- What is required: Copy the items below word for word, starting at the first line and ending at the line that contains "xmin=478 ymin=224 xmax=659 ymax=412", with both of those lines included.
***** Supplied data
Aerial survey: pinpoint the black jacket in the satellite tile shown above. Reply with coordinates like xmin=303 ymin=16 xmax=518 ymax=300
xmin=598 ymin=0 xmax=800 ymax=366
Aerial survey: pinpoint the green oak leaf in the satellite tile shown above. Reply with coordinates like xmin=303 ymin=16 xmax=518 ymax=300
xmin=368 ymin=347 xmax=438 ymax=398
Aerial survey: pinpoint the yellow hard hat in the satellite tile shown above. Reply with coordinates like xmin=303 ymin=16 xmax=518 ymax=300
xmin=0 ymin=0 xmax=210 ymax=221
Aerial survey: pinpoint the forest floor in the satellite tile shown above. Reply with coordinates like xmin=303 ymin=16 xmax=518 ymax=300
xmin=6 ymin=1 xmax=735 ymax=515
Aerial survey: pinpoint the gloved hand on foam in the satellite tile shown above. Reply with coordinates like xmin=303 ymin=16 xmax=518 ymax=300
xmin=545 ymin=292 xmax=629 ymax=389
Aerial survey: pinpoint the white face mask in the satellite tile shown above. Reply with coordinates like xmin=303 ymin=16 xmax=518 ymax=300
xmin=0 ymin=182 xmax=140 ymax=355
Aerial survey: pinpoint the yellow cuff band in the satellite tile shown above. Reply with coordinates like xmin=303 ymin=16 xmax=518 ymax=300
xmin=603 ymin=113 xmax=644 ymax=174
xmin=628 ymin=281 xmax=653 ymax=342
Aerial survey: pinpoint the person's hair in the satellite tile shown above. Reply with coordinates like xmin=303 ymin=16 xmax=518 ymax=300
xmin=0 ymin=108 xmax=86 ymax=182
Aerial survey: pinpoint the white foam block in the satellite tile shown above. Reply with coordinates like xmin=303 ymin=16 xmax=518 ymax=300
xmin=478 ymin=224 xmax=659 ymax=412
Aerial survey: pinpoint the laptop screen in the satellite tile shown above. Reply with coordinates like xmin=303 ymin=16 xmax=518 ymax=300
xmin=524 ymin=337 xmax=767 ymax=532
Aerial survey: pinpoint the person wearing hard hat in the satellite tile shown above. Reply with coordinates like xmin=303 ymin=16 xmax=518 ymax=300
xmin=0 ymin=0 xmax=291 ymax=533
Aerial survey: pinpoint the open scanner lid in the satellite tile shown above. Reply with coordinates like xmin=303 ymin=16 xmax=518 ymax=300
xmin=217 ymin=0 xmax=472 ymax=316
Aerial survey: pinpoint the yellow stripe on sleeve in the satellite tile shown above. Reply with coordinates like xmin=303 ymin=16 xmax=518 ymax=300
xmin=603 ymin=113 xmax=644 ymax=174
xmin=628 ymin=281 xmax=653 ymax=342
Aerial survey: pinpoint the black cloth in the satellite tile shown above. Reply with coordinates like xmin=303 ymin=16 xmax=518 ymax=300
**********
- Exercise result:
Aerial survey: pinpoint the black jacket in the satellite tile shown above. Reply with coordinates like xmin=303 ymin=16 xmax=518 ymax=300
xmin=598 ymin=0 xmax=800 ymax=366
Aerial survey: pinpoint the green oak leaf in the satellite tile shown above. Reply with coordinates like xmin=303 ymin=16 xmax=518 ymax=300
xmin=368 ymin=347 xmax=438 ymax=398
Aerial survey: pinpoint the yellow hard hat in the satellite tile shown above. Reply with coordinates like xmin=303 ymin=16 xmax=518 ymax=300
xmin=0 ymin=0 xmax=210 ymax=221
Aerial survey: pinpoint the forest floor in the satellite tile shown above. Reply with coordinates like xmin=303 ymin=16 xmax=518 ymax=300
xmin=6 ymin=1 xmax=735 ymax=515
Aerial survey: pinpoint the gloved hand on foam in the satellite tile shown above. Reply with coordinates like xmin=303 ymin=16 xmax=518 ymax=300
xmin=545 ymin=292 xmax=629 ymax=389
Aerial survey: pinpoint the white face mask in the satellite tile shown above. Reply with coordinates like xmin=303 ymin=16 xmax=518 ymax=300
xmin=0 ymin=182 xmax=140 ymax=355
Aerial survey: pinpoint the yellow cuff band in the satellite tile shown above. Reply with coordinates like xmin=303 ymin=16 xmax=518 ymax=300
xmin=603 ymin=113 xmax=644 ymax=174
xmin=628 ymin=281 xmax=653 ymax=342
Aerial survey: pinpoint the person's hair in the satellite tile shown above. Reply with coordinates like xmin=303 ymin=16 xmax=518 ymax=300
xmin=0 ymin=108 xmax=86 ymax=182
Aerial survey: pinpoint the white foam block in the satellite tile shown above. Reply with coordinates like xmin=303 ymin=16 xmax=518 ymax=300
xmin=478 ymin=224 xmax=659 ymax=412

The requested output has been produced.